● SUPPLIED RECORDS:

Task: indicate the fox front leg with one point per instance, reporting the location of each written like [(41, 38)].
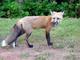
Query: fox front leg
[(48, 39), (29, 45)]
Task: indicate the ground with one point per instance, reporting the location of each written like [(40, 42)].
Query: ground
[(65, 38), (37, 53)]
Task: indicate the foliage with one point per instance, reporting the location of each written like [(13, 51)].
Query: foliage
[(11, 8)]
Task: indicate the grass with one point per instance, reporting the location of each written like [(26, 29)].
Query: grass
[(45, 56), (66, 34)]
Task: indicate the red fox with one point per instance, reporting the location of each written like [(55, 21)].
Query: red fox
[(28, 23)]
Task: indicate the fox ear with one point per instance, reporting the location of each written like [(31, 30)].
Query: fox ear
[(63, 13), (52, 12)]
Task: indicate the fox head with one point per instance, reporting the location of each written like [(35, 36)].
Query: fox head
[(56, 17)]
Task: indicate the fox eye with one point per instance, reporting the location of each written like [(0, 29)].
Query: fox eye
[(54, 18), (58, 18)]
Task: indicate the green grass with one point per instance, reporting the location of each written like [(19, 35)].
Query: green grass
[(66, 34)]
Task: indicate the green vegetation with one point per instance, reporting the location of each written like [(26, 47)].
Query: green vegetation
[(45, 56), (12, 8), (66, 34)]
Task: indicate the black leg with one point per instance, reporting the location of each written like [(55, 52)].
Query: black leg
[(48, 39), (29, 45)]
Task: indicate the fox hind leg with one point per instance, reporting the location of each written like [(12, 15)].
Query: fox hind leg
[(27, 36)]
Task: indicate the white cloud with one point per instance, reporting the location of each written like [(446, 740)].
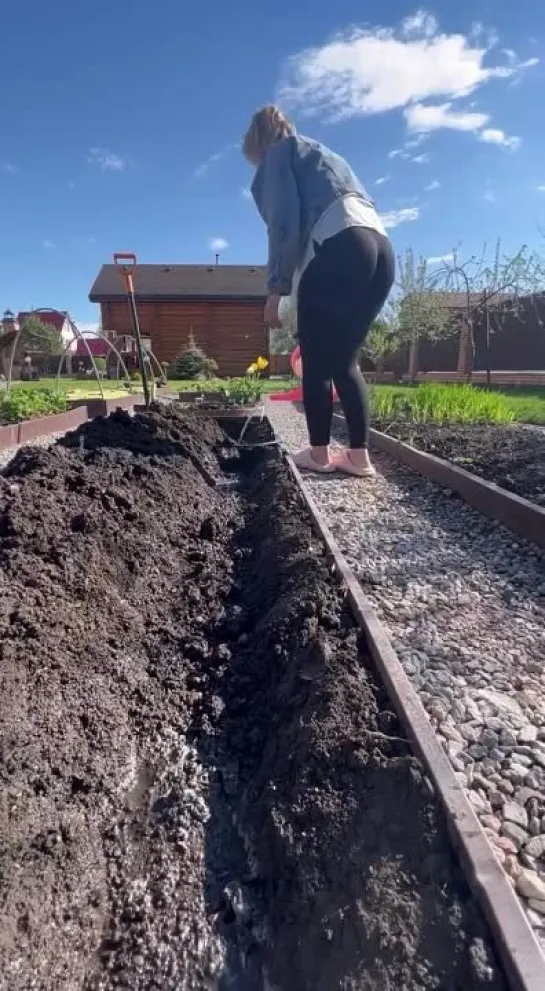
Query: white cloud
[(419, 24), (495, 136), (218, 244), (434, 117), (403, 216), (106, 161), (439, 259), (213, 159), (369, 70)]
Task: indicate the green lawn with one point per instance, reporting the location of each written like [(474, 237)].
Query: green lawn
[(527, 403), (426, 401), (77, 388)]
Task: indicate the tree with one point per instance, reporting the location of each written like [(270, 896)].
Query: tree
[(491, 291), (37, 335), (417, 307), (381, 341)]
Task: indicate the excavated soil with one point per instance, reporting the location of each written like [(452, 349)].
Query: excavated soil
[(202, 783), (510, 455)]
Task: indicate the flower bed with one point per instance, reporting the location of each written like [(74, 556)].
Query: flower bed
[(29, 430), (509, 455), (26, 404), (177, 659)]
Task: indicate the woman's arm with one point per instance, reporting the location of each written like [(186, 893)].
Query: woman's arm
[(280, 208)]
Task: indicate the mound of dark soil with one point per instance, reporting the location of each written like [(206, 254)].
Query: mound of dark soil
[(202, 783), (509, 455)]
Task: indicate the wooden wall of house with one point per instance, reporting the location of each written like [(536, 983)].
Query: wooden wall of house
[(517, 340), (230, 332)]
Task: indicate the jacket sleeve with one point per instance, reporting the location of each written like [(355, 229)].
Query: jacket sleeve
[(281, 212)]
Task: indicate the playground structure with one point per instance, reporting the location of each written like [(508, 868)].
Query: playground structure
[(14, 338)]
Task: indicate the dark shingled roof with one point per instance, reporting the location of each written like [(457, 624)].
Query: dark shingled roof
[(171, 282)]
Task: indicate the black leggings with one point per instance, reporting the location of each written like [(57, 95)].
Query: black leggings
[(340, 294)]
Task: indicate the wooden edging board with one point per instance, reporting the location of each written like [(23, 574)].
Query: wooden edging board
[(517, 514), (515, 942), (29, 430)]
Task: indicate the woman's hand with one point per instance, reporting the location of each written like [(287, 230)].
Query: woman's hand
[(270, 315)]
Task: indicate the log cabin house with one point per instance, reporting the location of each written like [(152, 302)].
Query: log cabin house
[(221, 305)]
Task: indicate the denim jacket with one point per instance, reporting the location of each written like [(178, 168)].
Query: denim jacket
[(297, 180)]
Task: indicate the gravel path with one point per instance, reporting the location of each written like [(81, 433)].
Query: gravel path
[(464, 603), (9, 452)]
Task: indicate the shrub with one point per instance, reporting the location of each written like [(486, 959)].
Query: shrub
[(193, 362), (438, 403), (241, 392), (26, 404)]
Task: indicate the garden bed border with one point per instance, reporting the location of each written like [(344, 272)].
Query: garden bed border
[(28, 430), (515, 942), (520, 515)]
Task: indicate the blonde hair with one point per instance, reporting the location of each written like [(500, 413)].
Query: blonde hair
[(267, 126)]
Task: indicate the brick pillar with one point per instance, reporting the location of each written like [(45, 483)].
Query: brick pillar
[(413, 358), (465, 355)]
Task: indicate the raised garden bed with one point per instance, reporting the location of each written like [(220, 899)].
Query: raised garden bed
[(178, 659), (42, 426), (511, 456)]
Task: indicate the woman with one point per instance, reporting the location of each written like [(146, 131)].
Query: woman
[(328, 246)]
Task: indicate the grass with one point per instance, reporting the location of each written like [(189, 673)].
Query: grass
[(527, 403), (435, 403), (438, 403), (427, 402)]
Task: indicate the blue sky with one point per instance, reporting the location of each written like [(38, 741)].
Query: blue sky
[(121, 124)]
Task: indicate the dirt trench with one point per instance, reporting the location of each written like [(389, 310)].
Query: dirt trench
[(202, 783)]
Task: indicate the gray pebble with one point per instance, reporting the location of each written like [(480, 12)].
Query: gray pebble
[(514, 833)]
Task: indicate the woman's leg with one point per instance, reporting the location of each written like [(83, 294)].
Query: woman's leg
[(314, 332), (349, 381), (340, 294)]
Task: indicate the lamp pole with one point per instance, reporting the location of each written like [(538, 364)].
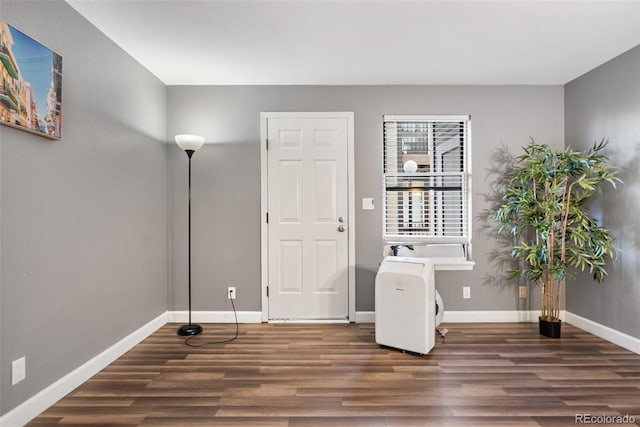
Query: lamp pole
[(189, 143)]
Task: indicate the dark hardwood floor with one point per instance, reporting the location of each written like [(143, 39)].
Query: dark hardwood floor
[(335, 375)]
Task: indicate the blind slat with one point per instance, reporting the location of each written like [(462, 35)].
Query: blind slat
[(431, 203)]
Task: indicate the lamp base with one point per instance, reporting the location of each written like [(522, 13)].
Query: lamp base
[(190, 329)]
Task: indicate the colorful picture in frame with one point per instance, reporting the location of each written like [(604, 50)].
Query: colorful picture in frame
[(31, 89)]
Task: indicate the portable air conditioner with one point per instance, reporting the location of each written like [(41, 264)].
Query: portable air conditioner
[(406, 304)]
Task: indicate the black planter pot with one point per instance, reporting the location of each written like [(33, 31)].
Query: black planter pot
[(549, 329)]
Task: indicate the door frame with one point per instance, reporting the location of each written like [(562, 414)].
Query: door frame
[(264, 203)]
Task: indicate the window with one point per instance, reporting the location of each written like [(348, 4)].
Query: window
[(427, 180)]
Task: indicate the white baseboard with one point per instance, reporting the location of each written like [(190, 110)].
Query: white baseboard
[(501, 316), (33, 406), (215, 316), (605, 332), (365, 317)]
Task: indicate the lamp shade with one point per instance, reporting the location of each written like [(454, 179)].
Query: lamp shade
[(189, 142)]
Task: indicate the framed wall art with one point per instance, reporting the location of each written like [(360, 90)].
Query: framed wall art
[(31, 89)]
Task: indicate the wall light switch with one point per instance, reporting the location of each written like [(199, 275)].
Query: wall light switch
[(522, 292), (367, 204), (18, 370)]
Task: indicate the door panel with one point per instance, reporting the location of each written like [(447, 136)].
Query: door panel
[(308, 256)]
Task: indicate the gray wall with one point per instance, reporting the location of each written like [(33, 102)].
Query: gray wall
[(605, 103), (84, 219), (226, 175)]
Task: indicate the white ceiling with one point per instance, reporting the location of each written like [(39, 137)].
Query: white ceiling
[(264, 42)]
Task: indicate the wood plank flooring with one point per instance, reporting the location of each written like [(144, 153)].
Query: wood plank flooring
[(335, 375)]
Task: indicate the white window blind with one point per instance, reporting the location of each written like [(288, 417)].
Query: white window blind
[(433, 203)]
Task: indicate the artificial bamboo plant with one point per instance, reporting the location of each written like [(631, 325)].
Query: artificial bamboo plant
[(545, 208)]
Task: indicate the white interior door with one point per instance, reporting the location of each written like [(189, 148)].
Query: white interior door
[(308, 223)]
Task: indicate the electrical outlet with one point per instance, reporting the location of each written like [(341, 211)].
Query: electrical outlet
[(18, 370), (522, 292)]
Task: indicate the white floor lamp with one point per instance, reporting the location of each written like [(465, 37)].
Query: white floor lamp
[(190, 144)]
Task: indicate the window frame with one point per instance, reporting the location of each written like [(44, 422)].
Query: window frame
[(436, 212)]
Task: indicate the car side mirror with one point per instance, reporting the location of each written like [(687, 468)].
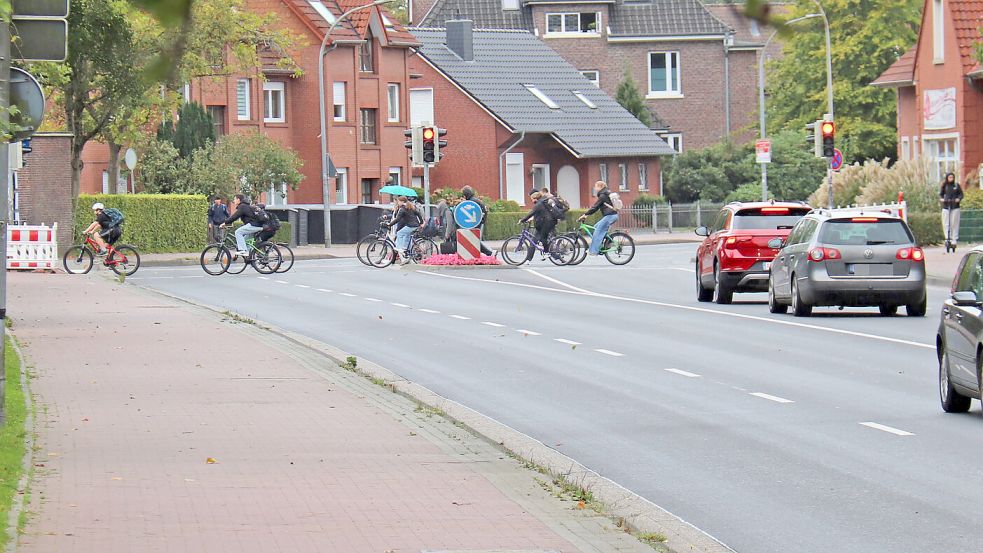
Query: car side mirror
[(965, 298)]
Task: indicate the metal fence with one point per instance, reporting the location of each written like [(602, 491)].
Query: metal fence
[(669, 217)]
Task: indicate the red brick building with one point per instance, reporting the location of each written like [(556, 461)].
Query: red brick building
[(519, 116), (939, 84)]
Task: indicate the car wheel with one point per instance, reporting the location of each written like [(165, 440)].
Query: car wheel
[(773, 304), (721, 293), (702, 294), (799, 307), (952, 401), (888, 310)]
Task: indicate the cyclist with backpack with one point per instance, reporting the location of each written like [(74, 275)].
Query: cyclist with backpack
[(110, 225), (252, 218), (608, 203)]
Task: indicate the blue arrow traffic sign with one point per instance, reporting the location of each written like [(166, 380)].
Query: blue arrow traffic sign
[(467, 214)]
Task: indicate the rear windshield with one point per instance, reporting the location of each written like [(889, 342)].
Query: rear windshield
[(768, 217), (858, 232)]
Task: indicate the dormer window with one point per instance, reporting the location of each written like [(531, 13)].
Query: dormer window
[(573, 23)]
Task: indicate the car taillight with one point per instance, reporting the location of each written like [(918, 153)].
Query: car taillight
[(819, 254), (914, 254)]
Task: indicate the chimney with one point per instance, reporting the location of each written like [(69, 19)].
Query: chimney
[(460, 39)]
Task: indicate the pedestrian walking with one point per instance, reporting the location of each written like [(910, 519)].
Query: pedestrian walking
[(218, 213)]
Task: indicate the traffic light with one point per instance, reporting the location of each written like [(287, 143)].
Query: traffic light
[(429, 144), (828, 129), (414, 144)]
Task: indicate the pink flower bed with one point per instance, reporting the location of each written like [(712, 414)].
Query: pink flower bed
[(454, 259)]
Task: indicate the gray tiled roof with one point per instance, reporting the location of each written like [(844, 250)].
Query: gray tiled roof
[(505, 61)]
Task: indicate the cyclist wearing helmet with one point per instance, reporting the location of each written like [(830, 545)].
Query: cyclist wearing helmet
[(108, 233)]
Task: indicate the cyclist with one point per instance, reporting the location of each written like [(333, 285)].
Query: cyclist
[(250, 222), (609, 216), (108, 232)]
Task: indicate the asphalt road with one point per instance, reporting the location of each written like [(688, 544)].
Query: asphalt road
[(771, 433)]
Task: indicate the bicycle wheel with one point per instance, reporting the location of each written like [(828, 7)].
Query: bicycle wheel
[(215, 259), (380, 254), (267, 259), (124, 261), (562, 251), (77, 260), (287, 262), (515, 250), (619, 248)]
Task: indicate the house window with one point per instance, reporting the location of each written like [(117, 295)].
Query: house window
[(573, 22), (339, 101), (242, 100), (217, 114), (365, 56), (664, 73), (944, 154), (593, 76), (368, 126), (393, 90), (274, 102), (341, 185)]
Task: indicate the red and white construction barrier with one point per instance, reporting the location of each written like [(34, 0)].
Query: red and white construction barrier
[(469, 243), (32, 246)]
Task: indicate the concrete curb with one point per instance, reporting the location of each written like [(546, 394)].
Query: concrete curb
[(636, 512)]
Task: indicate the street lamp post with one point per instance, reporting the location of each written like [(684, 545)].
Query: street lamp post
[(324, 131)]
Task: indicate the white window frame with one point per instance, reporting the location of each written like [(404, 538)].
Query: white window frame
[(243, 100), (274, 95), (670, 78), (339, 94), (595, 80), (392, 94)]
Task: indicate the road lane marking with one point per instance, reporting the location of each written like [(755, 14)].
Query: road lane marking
[(683, 373), (884, 428), (770, 397)]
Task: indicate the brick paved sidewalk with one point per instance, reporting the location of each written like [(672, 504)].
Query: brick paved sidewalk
[(136, 392)]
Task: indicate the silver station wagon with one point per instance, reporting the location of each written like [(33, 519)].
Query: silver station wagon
[(848, 259)]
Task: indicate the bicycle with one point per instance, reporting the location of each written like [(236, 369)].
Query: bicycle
[(520, 248), (618, 246), (220, 257), (382, 252), (123, 259)]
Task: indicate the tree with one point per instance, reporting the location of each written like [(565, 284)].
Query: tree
[(867, 37), (631, 99)]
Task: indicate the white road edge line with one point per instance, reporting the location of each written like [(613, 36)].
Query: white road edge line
[(770, 397), (683, 373), (888, 429)]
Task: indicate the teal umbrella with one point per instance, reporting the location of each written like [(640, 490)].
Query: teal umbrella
[(397, 190)]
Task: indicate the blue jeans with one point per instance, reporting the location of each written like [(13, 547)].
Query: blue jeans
[(600, 229), (403, 238), (241, 234)]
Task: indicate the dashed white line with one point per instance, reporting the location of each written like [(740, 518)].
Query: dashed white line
[(770, 397), (884, 428), (681, 372)]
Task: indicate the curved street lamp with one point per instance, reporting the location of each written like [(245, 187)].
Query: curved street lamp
[(324, 131)]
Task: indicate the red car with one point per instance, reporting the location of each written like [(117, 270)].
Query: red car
[(734, 256)]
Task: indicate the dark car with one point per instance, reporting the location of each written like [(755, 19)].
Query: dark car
[(848, 259), (735, 256), (959, 341)]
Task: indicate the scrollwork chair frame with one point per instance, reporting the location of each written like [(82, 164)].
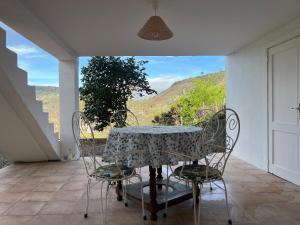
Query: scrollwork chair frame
[(219, 137), (96, 169)]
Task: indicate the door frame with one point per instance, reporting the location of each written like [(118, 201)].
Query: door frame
[(267, 50)]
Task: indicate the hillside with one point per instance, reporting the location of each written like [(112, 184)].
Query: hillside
[(145, 109)]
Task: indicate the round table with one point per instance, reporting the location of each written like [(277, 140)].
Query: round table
[(143, 145), (149, 142)]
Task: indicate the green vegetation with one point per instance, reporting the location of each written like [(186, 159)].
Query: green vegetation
[(108, 83), (209, 94)]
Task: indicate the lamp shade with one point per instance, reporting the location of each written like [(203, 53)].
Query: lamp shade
[(155, 29)]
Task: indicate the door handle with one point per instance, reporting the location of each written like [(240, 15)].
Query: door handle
[(297, 108)]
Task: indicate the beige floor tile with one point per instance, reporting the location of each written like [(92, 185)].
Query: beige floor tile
[(49, 186), (58, 207), (15, 220), (67, 195), (40, 196), (25, 208), (54, 193)]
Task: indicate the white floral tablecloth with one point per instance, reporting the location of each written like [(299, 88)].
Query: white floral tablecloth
[(145, 145)]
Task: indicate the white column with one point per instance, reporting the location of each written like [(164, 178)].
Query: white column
[(68, 103)]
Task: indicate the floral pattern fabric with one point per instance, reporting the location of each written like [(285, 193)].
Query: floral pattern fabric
[(146, 145)]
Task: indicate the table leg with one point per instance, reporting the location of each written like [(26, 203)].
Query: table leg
[(197, 188), (159, 177), (119, 190), (152, 186)]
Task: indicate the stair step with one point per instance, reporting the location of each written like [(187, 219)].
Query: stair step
[(2, 38), (10, 57)]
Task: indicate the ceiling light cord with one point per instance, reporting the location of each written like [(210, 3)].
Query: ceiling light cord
[(155, 6)]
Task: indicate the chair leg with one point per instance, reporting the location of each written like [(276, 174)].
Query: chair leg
[(166, 195), (226, 199), (88, 188), (106, 195), (124, 192), (199, 205), (102, 208), (142, 196), (194, 185)]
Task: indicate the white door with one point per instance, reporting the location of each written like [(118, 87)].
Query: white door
[(284, 112)]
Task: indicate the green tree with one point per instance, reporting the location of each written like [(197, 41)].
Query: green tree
[(197, 105), (207, 94), (108, 83)]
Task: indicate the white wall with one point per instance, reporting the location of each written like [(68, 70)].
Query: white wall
[(246, 79)]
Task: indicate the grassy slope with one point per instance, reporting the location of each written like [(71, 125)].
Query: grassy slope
[(144, 109)]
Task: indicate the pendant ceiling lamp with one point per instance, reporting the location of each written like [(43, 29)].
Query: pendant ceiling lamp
[(155, 29)]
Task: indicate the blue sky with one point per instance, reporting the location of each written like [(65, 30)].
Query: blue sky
[(42, 68)]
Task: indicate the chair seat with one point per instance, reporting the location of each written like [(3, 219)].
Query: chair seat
[(113, 171), (197, 172)]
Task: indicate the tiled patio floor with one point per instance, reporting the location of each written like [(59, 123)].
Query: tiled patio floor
[(54, 193)]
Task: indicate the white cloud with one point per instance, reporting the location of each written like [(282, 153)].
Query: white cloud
[(24, 49), (161, 83)]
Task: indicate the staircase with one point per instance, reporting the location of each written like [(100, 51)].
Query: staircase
[(25, 132)]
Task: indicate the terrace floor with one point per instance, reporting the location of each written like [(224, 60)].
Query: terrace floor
[(54, 193)]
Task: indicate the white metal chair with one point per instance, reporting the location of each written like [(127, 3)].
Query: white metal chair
[(96, 169), (123, 118), (219, 137)]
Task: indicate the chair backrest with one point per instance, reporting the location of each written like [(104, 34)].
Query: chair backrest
[(203, 115), (123, 118), (85, 141), (220, 135)]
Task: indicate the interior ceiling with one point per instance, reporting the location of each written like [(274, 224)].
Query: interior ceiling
[(200, 27)]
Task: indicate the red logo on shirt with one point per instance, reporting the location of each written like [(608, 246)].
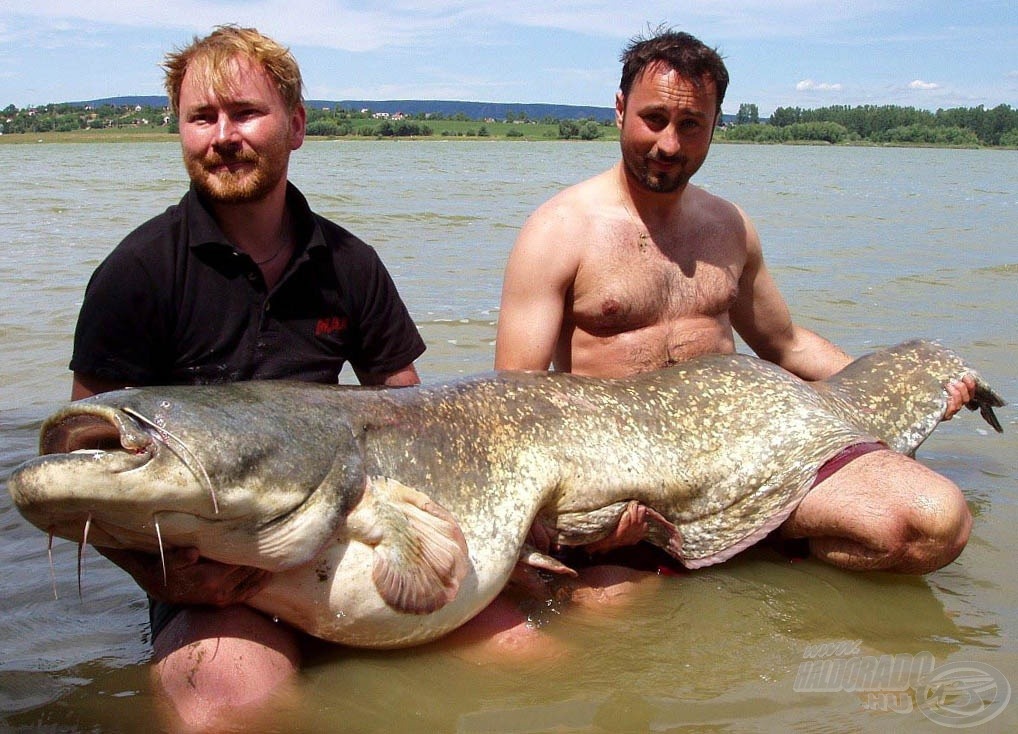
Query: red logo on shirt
[(332, 325)]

● EXERCISE DESCRIPTION:
Shift every coordinate in the answers by adding 99 to it, and write out again each line of the material between the lines holding "Task: indicate the pendant" and "[(25, 132)]", inclusive. Leave every other number in those lines as it is.

● SOLUTION:
Task: indicate the pendant ceiling lamp with one point per instance, reporting the location of each written like [(43, 29)].
Query: pendant ceiling lamp
[(254, 128)]
Task: indicate the blue sky with one point per instance, reporting the location of each written like [(65, 30)].
Query: blue sky
[(141, 167)]
Task: indicate the chair seat with one point per instance, reporting the location of each written like [(3, 219)].
Query: chair seat
[(212, 270), (296, 271)]
Task: indicate the tiled patio floor with one point per instance, reporting the location of each written like [(59, 123)].
Query: tiled patio floor
[(153, 292)]
Task: indicate the white cloud with one point per instance, reporting the location of each written like [(282, 153)].
Query: white cloud
[(123, 148), (260, 182)]
Task: indicate the staircase with one point per instance, reporting the location of each written like [(100, 51)].
Query: staircase
[(124, 231)]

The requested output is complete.